-- AIM OF THE TASK --
From the 1956 Allan Cup article, return verbatim the part that begins with the words containing "The Allan Cup trophy" and ends with "(Western Canadian Champions)".

-- QUOTED PASSAGE --
= 1956 Allan Cup =

Canadian senior ice hockey championship

The Allan Cup trophy

The 1956 Allan Cup was the Canadian senior ice hockey championship for the 1955–56 senior "A" season. The event was hosted by the Vernon Canadians and Vernon, Kelowna, and Kamloops, British Columbia. The 1956 playoff marked the 48th time that the Allan Cup has been awarded.

==Teams==
- Chatham Maroons (Eastern Canadian Champions)
- Vernon Canadians (Western Canadian Champions)

-- RECORD EXCERPTS --

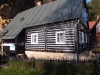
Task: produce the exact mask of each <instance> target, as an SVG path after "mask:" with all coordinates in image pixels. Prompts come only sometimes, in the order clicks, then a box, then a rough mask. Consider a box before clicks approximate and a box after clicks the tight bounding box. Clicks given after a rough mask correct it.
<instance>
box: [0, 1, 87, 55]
mask: <svg viewBox="0 0 100 75" xmlns="http://www.w3.org/2000/svg"><path fill="white" fill-rule="evenodd" d="M87 18H88V16H87V10H86V4H85V0H56V1H54V2H50V3H47V4H44V5H40V6H37V7H34V8H31V9H28V10H26V11H24V12H21V13H19V14H18V15H17V16H16V17H15V18H14V19H13V20H12V21H11V22H10V23H9V25H8V26H7V27H6V28H5V30H7V31H8V32H7V33H6V34H5V35H4V36H3V37H2V40H3V41H4V42H3V48H4V51H8V52H11V51H14V52H15V53H20V52H25V51H30V52H34V51H44V52H51V51H52V52H58V51H60V52H64V53H68V52H71V53H79V52H81V51H83V50H86V48H87V47H88V24H87V21H88V20H87ZM8 41H9V42H8ZM11 41H13V42H11ZM7 44H13V46H12V45H7ZM7 47H9V48H8V49H7ZM12 48H13V49H12ZM26 54H27V53H26Z"/></svg>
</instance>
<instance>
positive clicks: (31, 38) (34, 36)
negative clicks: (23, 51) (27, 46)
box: [31, 33, 38, 44]
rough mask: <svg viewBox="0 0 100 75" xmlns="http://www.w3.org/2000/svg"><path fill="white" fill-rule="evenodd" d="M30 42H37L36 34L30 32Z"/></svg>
mask: <svg viewBox="0 0 100 75" xmlns="http://www.w3.org/2000/svg"><path fill="white" fill-rule="evenodd" d="M31 44H38V34H37V33H35V34H31Z"/></svg>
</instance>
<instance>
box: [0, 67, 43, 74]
mask: <svg viewBox="0 0 100 75" xmlns="http://www.w3.org/2000/svg"><path fill="white" fill-rule="evenodd" d="M42 74H43V71H35V70H26V69H22V70H19V69H13V68H5V69H2V70H1V71H0V75H42Z"/></svg>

-- EXERCISE ANSWER --
The Allan Cup trophy

The 1956 Allan Cup was the Canadian senior ice hockey championship for the 1955–56 senior "A" season. The event was hosted by the Vernon Canadians and Vernon, Kelowna, and Kamloops, British Columbia. The 1956 playoff marked the 48th time that the Allan Cup has been awarded.

==Teams==
- Chatham Maroons (Eastern Canadian Champions)
- Vernon Canadians (Western Canadian Champions)